▶ _Data for review_:
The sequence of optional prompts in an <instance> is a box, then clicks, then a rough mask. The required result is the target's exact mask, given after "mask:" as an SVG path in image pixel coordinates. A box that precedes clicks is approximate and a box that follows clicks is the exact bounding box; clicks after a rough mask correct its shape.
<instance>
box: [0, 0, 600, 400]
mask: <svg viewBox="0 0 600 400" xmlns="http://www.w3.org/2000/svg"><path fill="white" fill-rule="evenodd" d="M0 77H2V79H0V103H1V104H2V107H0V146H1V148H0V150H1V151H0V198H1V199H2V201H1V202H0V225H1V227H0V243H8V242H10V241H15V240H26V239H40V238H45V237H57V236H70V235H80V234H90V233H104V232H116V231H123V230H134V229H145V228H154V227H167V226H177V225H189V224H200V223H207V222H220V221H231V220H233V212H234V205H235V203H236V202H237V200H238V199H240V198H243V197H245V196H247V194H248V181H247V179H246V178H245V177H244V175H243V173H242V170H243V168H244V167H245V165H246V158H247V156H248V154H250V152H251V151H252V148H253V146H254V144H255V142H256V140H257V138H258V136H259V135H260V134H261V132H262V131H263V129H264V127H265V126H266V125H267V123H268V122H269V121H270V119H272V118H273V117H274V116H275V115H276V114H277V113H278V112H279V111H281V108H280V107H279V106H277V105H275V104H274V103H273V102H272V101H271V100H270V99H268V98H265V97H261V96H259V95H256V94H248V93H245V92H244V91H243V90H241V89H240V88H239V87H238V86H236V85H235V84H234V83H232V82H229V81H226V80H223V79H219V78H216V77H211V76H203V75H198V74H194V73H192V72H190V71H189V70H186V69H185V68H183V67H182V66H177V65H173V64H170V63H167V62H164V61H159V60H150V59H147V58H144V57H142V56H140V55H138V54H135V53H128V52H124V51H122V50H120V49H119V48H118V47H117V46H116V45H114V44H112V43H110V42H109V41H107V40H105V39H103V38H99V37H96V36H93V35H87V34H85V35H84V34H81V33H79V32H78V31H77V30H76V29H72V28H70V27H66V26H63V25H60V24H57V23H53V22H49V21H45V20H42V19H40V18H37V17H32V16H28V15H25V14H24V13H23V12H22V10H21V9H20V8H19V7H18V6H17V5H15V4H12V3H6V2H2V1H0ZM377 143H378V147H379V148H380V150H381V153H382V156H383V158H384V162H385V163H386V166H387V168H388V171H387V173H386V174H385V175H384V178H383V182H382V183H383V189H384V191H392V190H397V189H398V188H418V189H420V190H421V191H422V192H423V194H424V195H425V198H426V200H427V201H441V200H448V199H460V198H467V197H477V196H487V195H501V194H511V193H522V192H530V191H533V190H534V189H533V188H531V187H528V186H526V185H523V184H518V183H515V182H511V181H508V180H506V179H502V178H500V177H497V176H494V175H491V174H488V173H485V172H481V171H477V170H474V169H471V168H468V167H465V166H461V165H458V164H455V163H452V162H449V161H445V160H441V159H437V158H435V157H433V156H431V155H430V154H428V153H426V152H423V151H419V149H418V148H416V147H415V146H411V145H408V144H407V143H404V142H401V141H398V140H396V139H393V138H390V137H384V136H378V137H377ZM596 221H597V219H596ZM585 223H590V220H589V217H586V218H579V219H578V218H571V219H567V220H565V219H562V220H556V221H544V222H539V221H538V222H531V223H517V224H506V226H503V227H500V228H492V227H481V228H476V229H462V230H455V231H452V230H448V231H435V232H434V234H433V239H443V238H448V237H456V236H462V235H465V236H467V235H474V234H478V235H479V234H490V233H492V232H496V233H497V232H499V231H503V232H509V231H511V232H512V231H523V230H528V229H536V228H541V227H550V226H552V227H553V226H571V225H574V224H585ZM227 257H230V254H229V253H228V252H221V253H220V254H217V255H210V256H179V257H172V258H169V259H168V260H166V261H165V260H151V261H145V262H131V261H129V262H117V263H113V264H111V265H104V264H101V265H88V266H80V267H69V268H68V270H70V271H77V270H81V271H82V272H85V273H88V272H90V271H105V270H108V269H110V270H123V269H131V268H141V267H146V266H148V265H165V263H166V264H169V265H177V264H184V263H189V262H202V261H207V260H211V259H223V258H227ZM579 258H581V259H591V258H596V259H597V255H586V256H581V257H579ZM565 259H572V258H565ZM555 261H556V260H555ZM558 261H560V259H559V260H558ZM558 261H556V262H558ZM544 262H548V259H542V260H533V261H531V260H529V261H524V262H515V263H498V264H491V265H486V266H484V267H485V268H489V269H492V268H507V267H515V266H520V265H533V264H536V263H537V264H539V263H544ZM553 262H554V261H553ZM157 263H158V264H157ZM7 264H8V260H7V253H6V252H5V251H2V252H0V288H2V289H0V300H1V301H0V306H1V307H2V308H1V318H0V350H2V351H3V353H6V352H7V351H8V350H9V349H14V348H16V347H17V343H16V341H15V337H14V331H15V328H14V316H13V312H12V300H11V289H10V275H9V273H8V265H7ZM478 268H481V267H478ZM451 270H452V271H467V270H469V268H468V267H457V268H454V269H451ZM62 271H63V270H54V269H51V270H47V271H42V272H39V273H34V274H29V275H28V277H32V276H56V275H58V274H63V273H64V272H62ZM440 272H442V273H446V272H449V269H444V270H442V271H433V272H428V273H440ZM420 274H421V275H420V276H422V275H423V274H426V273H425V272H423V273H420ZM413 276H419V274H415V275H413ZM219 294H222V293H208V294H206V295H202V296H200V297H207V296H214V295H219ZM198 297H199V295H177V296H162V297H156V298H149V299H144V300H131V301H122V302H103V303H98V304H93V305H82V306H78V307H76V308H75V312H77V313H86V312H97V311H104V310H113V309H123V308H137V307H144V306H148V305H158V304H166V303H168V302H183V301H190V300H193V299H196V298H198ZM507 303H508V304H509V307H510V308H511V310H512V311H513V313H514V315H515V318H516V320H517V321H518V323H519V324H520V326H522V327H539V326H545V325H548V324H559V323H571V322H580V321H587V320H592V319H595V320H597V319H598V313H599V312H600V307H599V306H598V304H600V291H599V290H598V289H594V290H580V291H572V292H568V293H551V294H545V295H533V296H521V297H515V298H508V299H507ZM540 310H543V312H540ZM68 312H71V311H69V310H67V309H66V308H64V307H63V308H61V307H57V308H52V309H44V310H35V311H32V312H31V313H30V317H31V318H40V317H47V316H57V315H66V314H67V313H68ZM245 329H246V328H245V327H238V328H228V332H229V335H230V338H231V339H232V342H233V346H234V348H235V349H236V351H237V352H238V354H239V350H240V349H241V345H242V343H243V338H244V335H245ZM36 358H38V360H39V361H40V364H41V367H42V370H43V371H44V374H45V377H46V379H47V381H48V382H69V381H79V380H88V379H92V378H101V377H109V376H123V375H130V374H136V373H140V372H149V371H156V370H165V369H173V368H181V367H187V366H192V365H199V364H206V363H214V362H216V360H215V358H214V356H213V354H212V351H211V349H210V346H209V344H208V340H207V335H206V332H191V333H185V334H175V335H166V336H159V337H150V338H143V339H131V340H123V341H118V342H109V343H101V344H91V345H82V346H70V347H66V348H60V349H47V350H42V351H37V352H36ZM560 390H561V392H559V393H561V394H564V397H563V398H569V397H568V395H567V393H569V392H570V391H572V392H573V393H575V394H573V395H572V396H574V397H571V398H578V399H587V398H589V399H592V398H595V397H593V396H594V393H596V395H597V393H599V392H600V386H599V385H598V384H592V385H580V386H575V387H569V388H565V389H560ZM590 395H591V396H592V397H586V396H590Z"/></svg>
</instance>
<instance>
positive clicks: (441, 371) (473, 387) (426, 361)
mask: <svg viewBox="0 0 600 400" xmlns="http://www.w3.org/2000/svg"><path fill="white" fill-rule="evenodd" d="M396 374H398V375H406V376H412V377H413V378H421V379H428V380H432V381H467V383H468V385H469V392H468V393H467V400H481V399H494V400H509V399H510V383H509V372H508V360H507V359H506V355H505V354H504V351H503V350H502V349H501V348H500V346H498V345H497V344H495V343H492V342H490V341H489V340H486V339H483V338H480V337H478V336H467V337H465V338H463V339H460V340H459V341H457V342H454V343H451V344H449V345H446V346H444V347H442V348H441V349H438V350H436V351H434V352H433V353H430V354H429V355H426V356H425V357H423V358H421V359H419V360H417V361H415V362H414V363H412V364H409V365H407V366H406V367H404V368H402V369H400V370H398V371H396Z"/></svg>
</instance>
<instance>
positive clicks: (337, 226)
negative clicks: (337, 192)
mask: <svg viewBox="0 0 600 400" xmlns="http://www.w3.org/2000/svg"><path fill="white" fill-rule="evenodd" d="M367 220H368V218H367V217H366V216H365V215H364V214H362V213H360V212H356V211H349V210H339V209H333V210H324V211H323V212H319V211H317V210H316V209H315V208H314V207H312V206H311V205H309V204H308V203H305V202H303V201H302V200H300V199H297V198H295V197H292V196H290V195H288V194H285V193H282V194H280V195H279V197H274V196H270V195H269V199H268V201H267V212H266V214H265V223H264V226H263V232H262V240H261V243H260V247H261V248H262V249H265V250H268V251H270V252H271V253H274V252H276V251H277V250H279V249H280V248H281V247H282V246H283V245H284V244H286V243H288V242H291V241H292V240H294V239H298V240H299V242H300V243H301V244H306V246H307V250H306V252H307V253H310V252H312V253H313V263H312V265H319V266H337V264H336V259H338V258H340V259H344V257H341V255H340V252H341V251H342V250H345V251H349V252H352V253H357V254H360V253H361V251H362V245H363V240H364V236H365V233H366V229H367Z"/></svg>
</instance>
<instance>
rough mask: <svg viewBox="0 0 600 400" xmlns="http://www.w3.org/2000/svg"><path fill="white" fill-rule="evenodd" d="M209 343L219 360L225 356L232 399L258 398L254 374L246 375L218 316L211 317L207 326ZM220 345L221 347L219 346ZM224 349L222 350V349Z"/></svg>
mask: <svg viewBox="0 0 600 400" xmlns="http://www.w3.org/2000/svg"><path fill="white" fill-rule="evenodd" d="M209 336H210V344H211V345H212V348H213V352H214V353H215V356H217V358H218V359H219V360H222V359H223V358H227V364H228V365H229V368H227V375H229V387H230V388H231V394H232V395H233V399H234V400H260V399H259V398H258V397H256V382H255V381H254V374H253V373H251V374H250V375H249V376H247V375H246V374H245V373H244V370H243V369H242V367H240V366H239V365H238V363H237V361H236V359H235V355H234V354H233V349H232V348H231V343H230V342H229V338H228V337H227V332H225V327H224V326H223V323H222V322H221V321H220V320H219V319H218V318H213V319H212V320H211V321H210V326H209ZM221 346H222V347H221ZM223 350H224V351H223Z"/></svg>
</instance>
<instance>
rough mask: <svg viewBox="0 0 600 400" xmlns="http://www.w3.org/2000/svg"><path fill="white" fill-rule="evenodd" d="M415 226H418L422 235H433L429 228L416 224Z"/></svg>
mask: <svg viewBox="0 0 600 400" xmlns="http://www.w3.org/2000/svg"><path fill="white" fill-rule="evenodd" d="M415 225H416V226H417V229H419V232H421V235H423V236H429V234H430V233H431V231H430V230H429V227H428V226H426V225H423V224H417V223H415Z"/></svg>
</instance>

▶ _Description of the task_:
Recast the records above, from their start through the line holding "box: [0, 0, 600, 400]", inclusive, as a JSON list of strings with one string per line, leaving out any blank lines.

▶ _Answer for this exercise_:
[
  "The sequence of optional prompts in an <instance> is a box, then clicks, then a rough mask. The required result is the target's exact mask, given after \"mask:\" as an SVG path in image pixel coordinates. A box that precedes clicks is approximate and a box that follows clicks is the exact bounding box; clicks after a rough mask correct its shape.",
  "<instance>",
  "box: [0, 0, 600, 400]"
]